July 14, 2013
Click Here to read and interview with Susanna Coffey by Jennifer Samet at Hyperallergic
June 12, 2013
Friday, June 21, 6:30–7:30 p.m.
January 30, 2013
National Academy Museum / January 31 – May 5
1083 5th Ave at 89th Street New York, NY 10128
Susanna Coffey will be exhibiting at The Annual: 2013, a tradition at the Academy since its founding in 1826, the exhibition includes work by recently elected Academy members and highlights their important contribution to American culture.
October 09, 2011
Susanna Coffey has donated a piece for the New York Studio School Benefit Auction and Dinner
November 1, 2011 / 6:00 PM Cocktail Reception and Silent Auction / 8:30 PM Dinner
For further details please click here
February 11, 2011
When Joan Backes, the Curator of Vault Series at The New Bedford Museum contacted me about exhibiting my paintings there, I was very interested in doing so. Your city has long held an important place in my imagination. New Bedford in the 1840′s was home to two of America’s most influential artists, the writer Herman Melville and the painter Albert Pinkham Ryder. Both are known for works that reveal a human consciousness that is inextricably merged with the “natural” world. According to this Transcendentalist vision each of us is bound in ongoing and dynamic interchange with the surrounding earth, water and air. I am one of many artists whose work is deeply influenced by this way of seeing, by these two sons of New Bedford. As a painter, Ryder has been an early and consistent source of inspiration. The powerful abstractness of his figurative paintings shows me that a “realistic” image is not enough.
One must see how an image is placed on the rectangle of the canvas and how the paint itself appears in order to fully access an authentic iteration of that image. Melville, the writer challenged me to look closely and hard at the world and it’s creatures. His ability to impart his perceptions in a clear and accessible language challenged me to do the same. More than anything, reading Melville has helped me throughout those many “dark drizzly Novembers in my soul” that are familiar to any mature artist. I am so pleased to be a part of this exhibition series.
A few words about the paintings in this exhibition: While the portraits are focused on individual faces, the landscape elements that surround the figure provide essential clues about her or his interiority. Without clouds or foliage, without a specific proportion of figure to ground, without a sense of light or dark, there could be no feeling to these figures. The night paintings also seek to evoke not only the appearance of a place but also the way it can feel to see in the dark, to be alone in it looking at the colors of night. The flower paintings are detailed and intimate arrangements of a single species. These careful arrangements of wild plants are meant to suggest a “letter from the world”, a moment of formalized nature. Although the blossoms are cut and becoming dry, these paintings preserve something of their last vivid coloration and patterning.
· · ·
* Problems to solve
(1) Copy the passage of the Susanna Coffey page from "A few words" to "coloration and patterning.", replacing "flower paintings" with "botanical paintings".
(2) Answer these questions using the Susanna Coffey page.
(a) In what year was the Academy founded?
(b) At what time does the dinner at the New York Studio School Benefit Auction begin?
(c) Who is the Curator of Vault Series at The New Bedford Museum?

* Rows from a dataset
· · ·
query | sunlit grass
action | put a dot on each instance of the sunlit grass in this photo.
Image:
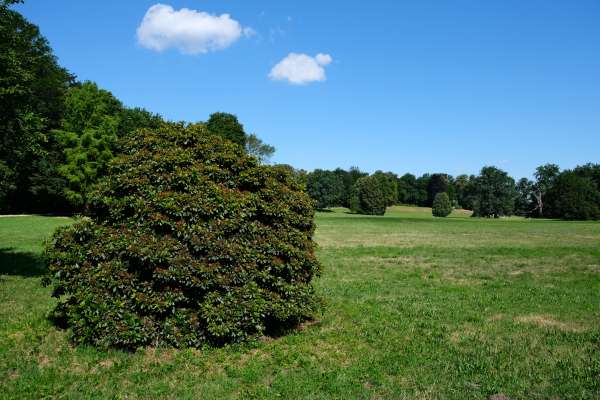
(417, 307)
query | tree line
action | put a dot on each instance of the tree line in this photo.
(567, 194)
(57, 135)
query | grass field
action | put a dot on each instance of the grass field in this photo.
(417, 307)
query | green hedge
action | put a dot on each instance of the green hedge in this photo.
(188, 242)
· · ·
* Task-by-task outputs
(1)
A few words about the paintings in this exhibition: While the portraits are focused on individual faces, the landscape elements that surround the figure provide essential clues about her or his interiority. Without clouds or foliage, without a specific proportion of figure to ground, without a sense of light or dark, there could be no feeling to these figures. The night paintings also seek to evoke not only the appearance of a place but also the way it can feel to see in the dark, to be alone in it looking at the colors of night. The botanical paintings are detailed and intimate arrangements of a single species. These careful arrangements of wild plants are meant to suggest a “letter from the world”, a moment of formalized nature. Although the blossoms are cut and becoming dry, these paintings preserve something of their last vivid coloration and patterning.

(2)
(a) 1826
(b) 8:30 PM
(c) Joan Backes